_Exercise objective_
Would you give the entries below again in full, exactly as they stand?

_Source information_
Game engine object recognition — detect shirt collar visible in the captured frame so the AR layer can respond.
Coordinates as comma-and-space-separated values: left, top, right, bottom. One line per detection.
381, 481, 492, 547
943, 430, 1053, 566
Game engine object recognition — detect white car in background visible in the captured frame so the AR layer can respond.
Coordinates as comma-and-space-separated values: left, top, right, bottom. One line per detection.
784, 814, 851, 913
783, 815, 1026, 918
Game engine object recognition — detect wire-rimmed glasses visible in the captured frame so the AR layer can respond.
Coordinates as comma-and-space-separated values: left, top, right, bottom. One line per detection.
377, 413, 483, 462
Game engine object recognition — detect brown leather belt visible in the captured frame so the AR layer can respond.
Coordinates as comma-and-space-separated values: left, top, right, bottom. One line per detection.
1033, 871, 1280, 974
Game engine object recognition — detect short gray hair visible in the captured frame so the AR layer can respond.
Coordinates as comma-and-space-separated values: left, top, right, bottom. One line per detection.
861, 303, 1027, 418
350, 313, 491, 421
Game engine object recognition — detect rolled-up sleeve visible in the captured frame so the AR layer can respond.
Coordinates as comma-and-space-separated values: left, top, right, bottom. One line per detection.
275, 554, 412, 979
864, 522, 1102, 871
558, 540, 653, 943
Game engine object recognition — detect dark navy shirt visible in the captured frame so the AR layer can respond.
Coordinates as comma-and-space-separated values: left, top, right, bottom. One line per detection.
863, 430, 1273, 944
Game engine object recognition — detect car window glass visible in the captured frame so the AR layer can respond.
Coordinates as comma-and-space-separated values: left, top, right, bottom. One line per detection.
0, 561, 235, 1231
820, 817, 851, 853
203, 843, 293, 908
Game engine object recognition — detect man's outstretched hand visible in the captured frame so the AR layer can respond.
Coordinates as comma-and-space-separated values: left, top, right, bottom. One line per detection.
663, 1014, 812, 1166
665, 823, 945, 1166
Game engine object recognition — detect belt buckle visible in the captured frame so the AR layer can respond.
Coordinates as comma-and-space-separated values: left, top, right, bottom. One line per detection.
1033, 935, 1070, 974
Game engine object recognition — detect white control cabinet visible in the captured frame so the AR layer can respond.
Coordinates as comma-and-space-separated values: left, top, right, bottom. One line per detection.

_Result of the task_
Game engine object recognition — detect shirt collar visible in the captured frame so the AR layer can respond.
Coordinates as comma-and-space-separated values: left, top, right, bottom. One line per detection.
381, 481, 492, 547
943, 430, 1053, 566
Game engine object recognition — detect white car in background visible in the captured frame so the AR layer can respond.
Coordinates as comma-and-space-separated values: left, top, right, bottom. One line per detection.
784, 814, 851, 913
783, 815, 1026, 918
Game engine object recognition — detect wire-rimmed glasses visible in the captured frame so the AR layer can respond.
Coordinates as comma-and-space-separated values: left, top, right, bottom. One line per detection.
377, 413, 483, 462
Game engine object recognition — detect brown leather belt visible in the captured frame so the AR layer can respond.
Coordinates as comma-and-space-separated values: left, top, right, bottom. One line per detection.
1033, 871, 1280, 974
Game engine object recognition — detect short gray hair visible in the captured frame so the AR layer can respond.
Coordinates as comma-and-space-separated values: left, top, right, bottom. One line per detection.
861, 303, 1027, 418
350, 313, 491, 421
Game engine object recognition — detect rolled-up sleeve visible in the captured frame so the AR layer can respond.
Coordinates as comma-and-space-separated values: left, top, right, bottom. One line per detection.
275, 554, 412, 979
864, 522, 1102, 871
558, 540, 653, 943
Game engine object recognition — detect dark navy shirt visible in the captured frame so the AR layer can respond.
Coordinates as comma-and-space-separated values: left, top, right, bottom. One line per detection.
863, 430, 1273, 944
Game engine object recognition — detect car window glass visible in the captured frame so the AR layer can respond.
Coordinates as comma-and-space-separated values: left, top, right, bottom. One line per detection.
0, 561, 235, 1231
820, 817, 851, 853
203, 843, 293, 908
Game engine object recognition — detect man's outstretched hand visible in the captured frame so the AR layer can respond.
Coordinates as comma-and-space-separated values: left, top, right, bottom. One line per detection.
663, 1014, 812, 1166
665, 823, 945, 1166
Game engine object recognition — detect belt buckle visible in the captured frame so the AR layer can respond.
Coordinates as comma-and-space-separated values: left, top, right, bottom. One line per detection.
1033, 935, 1070, 974
Game engine object recognition — detect white control cabinet visible in the captured frame so the AR layer can respond.
Coordinates as comma-and-space-separated values: left, top, right, bottom. One line per detection.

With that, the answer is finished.